_Input for this task_:
--------
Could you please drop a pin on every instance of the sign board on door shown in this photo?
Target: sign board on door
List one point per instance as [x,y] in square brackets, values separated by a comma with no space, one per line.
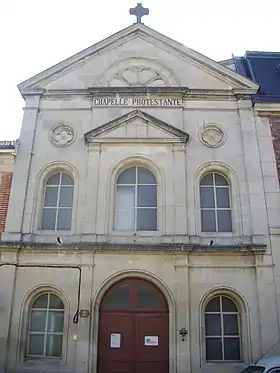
[151,340]
[115,340]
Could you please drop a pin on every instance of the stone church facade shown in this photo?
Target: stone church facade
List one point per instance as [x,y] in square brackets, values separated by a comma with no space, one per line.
[142,232]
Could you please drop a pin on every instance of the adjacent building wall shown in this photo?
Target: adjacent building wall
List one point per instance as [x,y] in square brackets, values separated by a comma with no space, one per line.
[6,175]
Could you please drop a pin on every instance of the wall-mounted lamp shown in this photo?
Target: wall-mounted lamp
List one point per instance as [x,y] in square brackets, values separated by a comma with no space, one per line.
[183,333]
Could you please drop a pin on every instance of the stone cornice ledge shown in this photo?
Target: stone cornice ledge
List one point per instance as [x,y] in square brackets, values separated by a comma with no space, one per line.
[267,108]
[183,92]
[172,248]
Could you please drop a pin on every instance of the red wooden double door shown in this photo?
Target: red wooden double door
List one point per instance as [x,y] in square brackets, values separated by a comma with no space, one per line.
[133,329]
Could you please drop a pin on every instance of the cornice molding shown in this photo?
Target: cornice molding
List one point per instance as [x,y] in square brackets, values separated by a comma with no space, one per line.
[267,109]
[180,92]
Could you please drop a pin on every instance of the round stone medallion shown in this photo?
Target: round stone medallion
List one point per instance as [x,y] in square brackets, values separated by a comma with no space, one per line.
[62,135]
[212,135]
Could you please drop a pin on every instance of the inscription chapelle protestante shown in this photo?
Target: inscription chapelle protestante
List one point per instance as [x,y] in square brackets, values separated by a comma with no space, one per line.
[134,101]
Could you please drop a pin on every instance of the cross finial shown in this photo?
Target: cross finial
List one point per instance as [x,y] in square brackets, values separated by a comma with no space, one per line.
[139,12]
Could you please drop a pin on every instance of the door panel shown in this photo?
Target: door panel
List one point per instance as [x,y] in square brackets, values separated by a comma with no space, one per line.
[115,360]
[151,358]
[135,309]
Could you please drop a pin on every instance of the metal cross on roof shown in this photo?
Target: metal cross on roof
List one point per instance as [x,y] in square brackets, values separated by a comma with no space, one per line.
[139,12]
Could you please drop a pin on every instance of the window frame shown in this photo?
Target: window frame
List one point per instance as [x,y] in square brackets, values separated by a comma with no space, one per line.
[39,192]
[216,209]
[25,320]
[57,208]
[136,208]
[221,335]
[238,224]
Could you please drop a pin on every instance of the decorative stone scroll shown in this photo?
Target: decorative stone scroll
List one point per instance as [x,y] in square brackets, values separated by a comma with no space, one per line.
[212,135]
[137,77]
[62,135]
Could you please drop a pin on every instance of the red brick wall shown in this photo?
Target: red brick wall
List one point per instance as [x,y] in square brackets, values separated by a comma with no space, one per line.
[5,188]
[275,132]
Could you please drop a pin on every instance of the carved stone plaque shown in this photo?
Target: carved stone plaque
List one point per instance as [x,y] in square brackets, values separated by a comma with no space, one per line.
[212,136]
[62,135]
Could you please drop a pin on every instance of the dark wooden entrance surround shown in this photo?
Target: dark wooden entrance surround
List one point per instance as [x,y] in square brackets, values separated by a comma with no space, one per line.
[131,311]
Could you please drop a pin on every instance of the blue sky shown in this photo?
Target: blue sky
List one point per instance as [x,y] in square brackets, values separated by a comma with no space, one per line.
[36,35]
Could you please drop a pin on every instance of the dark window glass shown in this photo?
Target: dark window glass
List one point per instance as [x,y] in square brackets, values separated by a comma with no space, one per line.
[66,197]
[54,179]
[207,180]
[49,219]
[147,219]
[213,305]
[222,197]
[54,345]
[56,303]
[55,322]
[51,195]
[128,176]
[46,323]
[147,196]
[66,179]
[41,301]
[230,324]
[150,298]
[213,324]
[38,321]
[224,221]
[214,349]
[207,197]
[64,219]
[231,349]
[36,344]
[221,323]
[57,198]
[145,176]
[220,180]
[228,305]
[118,297]
[208,222]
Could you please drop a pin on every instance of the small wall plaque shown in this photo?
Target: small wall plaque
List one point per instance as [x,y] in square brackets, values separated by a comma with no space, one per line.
[115,340]
[84,313]
[151,340]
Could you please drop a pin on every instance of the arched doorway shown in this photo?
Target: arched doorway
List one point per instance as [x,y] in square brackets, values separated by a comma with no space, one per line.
[133,329]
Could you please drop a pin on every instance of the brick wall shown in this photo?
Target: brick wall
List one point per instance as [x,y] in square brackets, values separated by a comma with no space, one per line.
[5,188]
[275,132]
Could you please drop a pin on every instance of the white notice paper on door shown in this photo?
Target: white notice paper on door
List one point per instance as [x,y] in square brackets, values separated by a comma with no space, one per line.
[115,340]
[151,340]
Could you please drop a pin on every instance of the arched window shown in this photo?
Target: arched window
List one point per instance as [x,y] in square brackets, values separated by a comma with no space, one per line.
[45,328]
[58,202]
[222,330]
[136,200]
[215,204]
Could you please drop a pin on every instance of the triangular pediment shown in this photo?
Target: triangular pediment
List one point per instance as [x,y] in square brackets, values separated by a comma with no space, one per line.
[136,127]
[138,50]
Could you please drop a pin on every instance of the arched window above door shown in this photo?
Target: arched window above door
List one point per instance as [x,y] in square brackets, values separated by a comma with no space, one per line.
[215,203]
[134,294]
[136,200]
[45,326]
[58,202]
[222,330]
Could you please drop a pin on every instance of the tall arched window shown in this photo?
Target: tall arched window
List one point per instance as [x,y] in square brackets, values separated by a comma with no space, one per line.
[58,202]
[215,204]
[222,331]
[136,200]
[45,327]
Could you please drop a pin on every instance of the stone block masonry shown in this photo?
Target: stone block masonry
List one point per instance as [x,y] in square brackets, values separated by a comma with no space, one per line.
[275,132]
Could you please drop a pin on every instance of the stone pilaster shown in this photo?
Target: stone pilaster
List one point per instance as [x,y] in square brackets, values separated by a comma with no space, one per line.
[15,216]
[253,170]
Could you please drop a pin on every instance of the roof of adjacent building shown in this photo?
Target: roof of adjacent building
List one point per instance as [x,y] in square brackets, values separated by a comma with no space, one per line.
[7,144]
[264,69]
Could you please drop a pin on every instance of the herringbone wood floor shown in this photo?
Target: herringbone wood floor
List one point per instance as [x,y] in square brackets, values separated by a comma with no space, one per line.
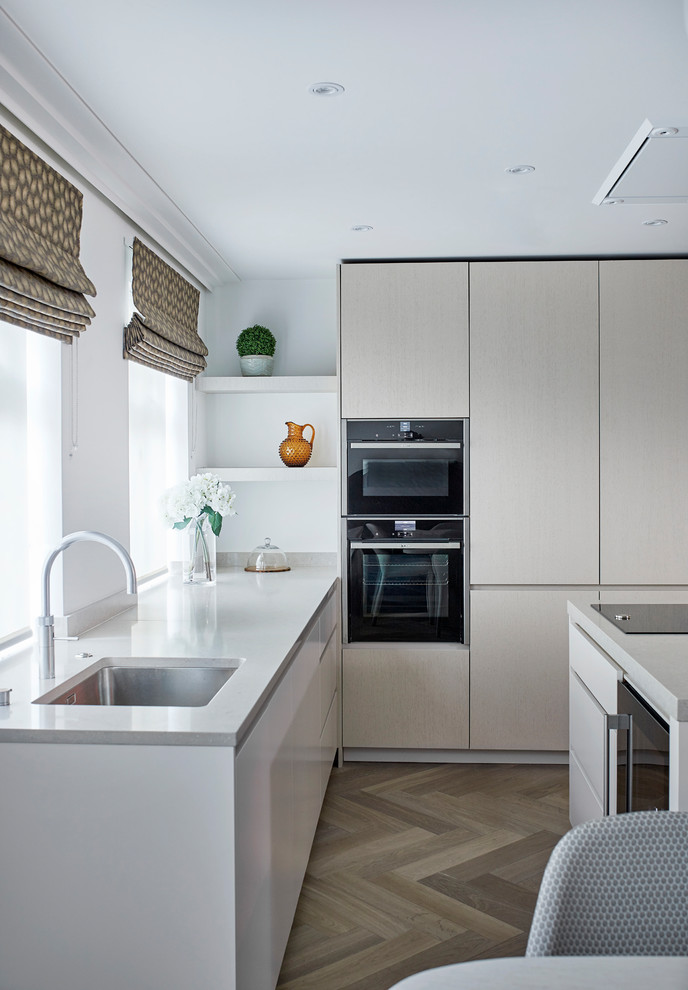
--------
_Task statement_: Reproduce all of the entries above word for word, leaving the pictures out.

_Response_:
Could you please drop a pin on every instance of the sign board on door shown in this photo?
Target: sign board on door
List one point per instance as [x,y] in square brackets, values separated by a comma with no space, one per line.
[151,340]
[115,340]
Could you please drop a pin on every instance of the stone church facade shown in this photo?
Target: stone church facade
List one point per instance as [x,y] in square brackets, values separated by a comma with no space, one per line.
[142,232]
Could you please drop a pin on every instance of the adjacent building wall shown in this photo?
Target: adjacent building wall
List one point per instance as [x,y] in square brackets, values separated by a comma with no space, one per line.
[6,175]
Could you please drop a pin on every instance of the wall-mounted lamp shown in this photo?
Target: wall-mounted lamp
List one point per instance as [x,y] in square brackets, values separated by a comma with no space, one per line.
[183,333]
Could you please drop a pin on every instance of the stone cornice ledge shown in this photo?
Target: stone cornice ledge
List one point per instance as [x,y] in square brackets, values separated by a comma with no space, one per line.
[267,108]
[183,92]
[172,248]
Could you please drop a pin on every instance of the red wooden double door shown in this photo?
Target: red wooden double door
List one point per instance as [x,y] in square brackets, values separated by a comma with no space, one per line.
[133,329]
Could you please drop a pin on every instance of the cornice molding shown in this photo?
Target: cornice molding
List one point per instance as [x,y] in square brackets, values separated by a comma with no space, one per line.
[267,109]
[180,92]
Could you please drop a pin on every instance of the round stone medallion shown in this photo?
Target: round stone medallion
List one point per instance as [x,y] in square brackets, values separated by a comma with no space, one per line.
[62,135]
[212,135]
Could you please drop a pin on every instance of the inscription chapelle protestante shown in this photo?
Target: inscription chapelle protestante
List one point per instance as [x,y] in square brackets, values separated by a comma with no space, one per line.
[134,101]
Could you please drop a pin on every instance of the cross finial shown in this photo?
Target: cross finial
List one point per instance as [x,y] in square brackets, values separated by a comma with no space, one per line.
[139,12]
Could you please drop a pin on every instance of the door panel shown in this photo?
Target: door panel
List one point per instance as [x,y] in square brackets, values separated by a comma with no space, one per line.
[115,360]
[151,358]
[135,309]
Could you please drop a pin on every instance of the metal cross on roof shown in this photo?
Target: metal cross on roof
List one point per instance as [x,y] in square brackets, values separated by a comma with no space, one per line.
[139,12]
Could you please drop a pin on every instance of the window frame shown in this photo?
Target: window frame
List one point per instance as [x,y] in square brackets, values separated by a comma with no space, one per line.
[39,192]
[216,209]
[25,320]
[57,208]
[136,208]
[221,335]
[238,224]
Could you please drop a pin on every instance of the decorative stone scroll shown in this photo?
Target: decorative stone scroll
List one point per instance as [x,y] in square brackets, values separated by a comma with no space, one per line.
[212,135]
[137,77]
[62,135]
Could you please drop a pin on every instance of the red brick wall shown in this photo?
Target: red brick wall
List one point per instance as [x,y] in square brackets, values separated by a comma with no space, one per line.
[5,188]
[275,132]
Could you please drop a pin on every instance of the carved stone plaque shown in this photo?
Target: carved stone plaque
List one point per instance as [x,y] in square brackets, values separated by a comma with no space, one per line.
[212,136]
[62,135]
Could you please drop a pin on every instance of the dark wooden entrance surround shown in this photo?
Target: dark wooden entrance surround
List one point per instance as [x,y] in square brackets, values separated by a comma with no space, one per line.
[131,311]
Could you please drop a pin on every instance of the blue sky shown in this photo?
Target: blue sky
List one point per instance as [x,y] in square brackets, values separated by a comma with no space, one per line.
[36,35]
Could you please drop a pin on every instance of the dark window glass shown in this photo?
Target: dark window glass
List one point per instance as [x,y] in square brackets, values separated by a comma with no space, one per line.
[66,197]
[54,179]
[207,180]
[49,219]
[147,219]
[213,305]
[222,197]
[54,345]
[56,303]
[55,322]
[51,195]
[128,176]
[46,323]
[147,196]
[66,179]
[41,301]
[230,324]
[150,298]
[213,324]
[38,321]
[224,221]
[214,349]
[207,197]
[64,219]
[231,349]
[36,344]
[221,323]
[57,198]
[145,176]
[220,180]
[228,305]
[118,297]
[208,222]
Could you please drop a pin on every instance of the small wall plaque shown in this photo?
Target: small wall plaque
List one point per instance as [x,y] in square brackets, values separated by a comma with no space, one per line.
[115,340]
[84,313]
[151,340]
Could you please drop a pin on every instance of the arched doorway shown in this photo?
Target: arched doorway
List one point per instance as [x,y] in square brackets, values separated by a comma with no space, one per line.
[133,329]
Could you please drop a pin on every instance of the brick wall shown in this photo?
Target: brick wall
List one point per instance as [x,y] in square brackets, values separated by a comma with no space, one per line.
[5,188]
[275,132]
Could you please drop a pin on every instance of the white notice paper on door shown in this photo?
Target: white notice paper on door
List one point per instance as [x,y] in square brackets, values separated by a comma with no space, one per line.
[115,340]
[151,340]
Could you please drop a pin on every instance of the arched window shown in this photo?
Target: arched window
List one point per instance as [x,y] in square brackets, values separated by a comma with no space, one per line.
[45,328]
[58,202]
[222,330]
[136,200]
[215,204]
Could you please drop a pin on every instance of the triangular pediment shown in this photo?
Target: triangular pediment
List one point per instance as [x,y] in square brackets, values separated by a comma with no space, one per line.
[136,127]
[138,50]
Could you please drop a pin on every instance of the arched window above door shown in this photo?
Target: arched window above door
List one point per instance as [x,y] in square brackets, values separated by a comma with no space, one per line.
[215,203]
[134,294]
[136,200]
[45,326]
[58,202]
[222,330]
Could you please drop a pin on every instance of the tall arched window shown in this photo?
Target: tall arched window
List one point per instance as [x,y] in square brackets, values separated by a comma with no space, one per line.
[58,202]
[215,204]
[222,331]
[136,200]
[45,327]
Could you please drop a pin on every instance of the stone block masonry shown in this photo?
Target: stone block masonry
List one point per instance as [x,y] in square brackets, values separated by a comma with no space, one per line.
[275,132]
Could you please drop a pin on every instance of the stone pilaster shown in this photo?
Target: stone pilaster
List one point per instance as [x,y] in square brackets, values separated by a comma with no space, one per line.
[15,216]
[253,170]
Could you please drop a pin on every instance of the roof of adjacent building shown in this photo?
Target: roof of adjacent building
List one point per instance as [x,y] in square brackets, values separated by a comma with no space, one per line.
[7,144]
[264,69]
Could you please drop a pin on every instance of the herringbone wood floor shown in this photo?
Target: herringbone wood floor
List one point per instance as [x,y] in square brackets, values separated by a comma with no space, one per line.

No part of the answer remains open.